» What is needed
Rewrite the rows as a numbered list with blank lines dropped, beginning at the first line and ending at the line containing "533 419 L 534", both ends included.
** BEGIN Dataset rows **
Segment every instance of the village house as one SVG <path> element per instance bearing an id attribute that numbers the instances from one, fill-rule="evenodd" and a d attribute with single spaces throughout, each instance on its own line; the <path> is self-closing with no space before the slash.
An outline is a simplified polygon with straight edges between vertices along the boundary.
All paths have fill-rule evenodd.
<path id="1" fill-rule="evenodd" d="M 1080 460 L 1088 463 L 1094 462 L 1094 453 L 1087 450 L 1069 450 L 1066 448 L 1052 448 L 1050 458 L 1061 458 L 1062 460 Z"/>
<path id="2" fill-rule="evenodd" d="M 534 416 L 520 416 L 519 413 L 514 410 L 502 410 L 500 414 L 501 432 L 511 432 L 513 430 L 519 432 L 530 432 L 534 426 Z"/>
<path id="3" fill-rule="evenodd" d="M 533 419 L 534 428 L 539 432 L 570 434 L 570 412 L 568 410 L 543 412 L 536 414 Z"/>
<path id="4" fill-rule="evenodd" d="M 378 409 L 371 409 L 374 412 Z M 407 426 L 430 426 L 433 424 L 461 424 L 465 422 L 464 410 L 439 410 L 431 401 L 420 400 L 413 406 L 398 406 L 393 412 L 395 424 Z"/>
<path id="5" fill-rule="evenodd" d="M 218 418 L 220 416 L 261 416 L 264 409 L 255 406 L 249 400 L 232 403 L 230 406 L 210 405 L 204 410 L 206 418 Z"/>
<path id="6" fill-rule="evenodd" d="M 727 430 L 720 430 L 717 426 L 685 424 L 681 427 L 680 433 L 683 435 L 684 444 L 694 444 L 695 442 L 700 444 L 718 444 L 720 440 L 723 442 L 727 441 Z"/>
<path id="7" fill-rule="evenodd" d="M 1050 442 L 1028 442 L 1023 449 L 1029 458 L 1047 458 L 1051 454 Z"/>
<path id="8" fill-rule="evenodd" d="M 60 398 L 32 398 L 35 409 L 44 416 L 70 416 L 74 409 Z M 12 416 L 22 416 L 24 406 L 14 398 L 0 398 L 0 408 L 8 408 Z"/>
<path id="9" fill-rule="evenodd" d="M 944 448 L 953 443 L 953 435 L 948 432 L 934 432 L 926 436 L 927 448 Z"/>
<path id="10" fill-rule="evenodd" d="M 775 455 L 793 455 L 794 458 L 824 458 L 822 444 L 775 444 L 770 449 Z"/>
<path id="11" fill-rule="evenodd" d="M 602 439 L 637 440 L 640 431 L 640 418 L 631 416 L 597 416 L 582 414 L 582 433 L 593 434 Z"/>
** END Dataset rows **
» Result below
1. Segment every instance of the village house as one SVG <path> element per instance bearing an id attribute that numbers the instances from one, fill-rule="evenodd" and a d attribute with single spaces throughout, each instance on its own line; the <path> is self-closing with no space before the slash.
2. An outline is a simplified polygon with straight edges between vertices along the boundary.
3. All paths have fill-rule evenodd.
4. <path id="1" fill-rule="evenodd" d="M 1080 460 L 1088 463 L 1094 462 L 1094 453 L 1087 450 L 1069 450 L 1066 448 L 1052 448 L 1050 458 L 1061 458 L 1062 460 Z"/>
5. <path id="2" fill-rule="evenodd" d="M 534 416 L 520 416 L 519 413 L 514 410 L 502 410 L 500 414 L 501 432 L 511 432 L 513 430 L 519 432 L 530 432 L 534 426 Z"/>
6. <path id="3" fill-rule="evenodd" d="M 533 419 L 534 428 L 539 432 L 570 434 L 570 412 L 568 410 L 543 412 L 536 414 Z"/>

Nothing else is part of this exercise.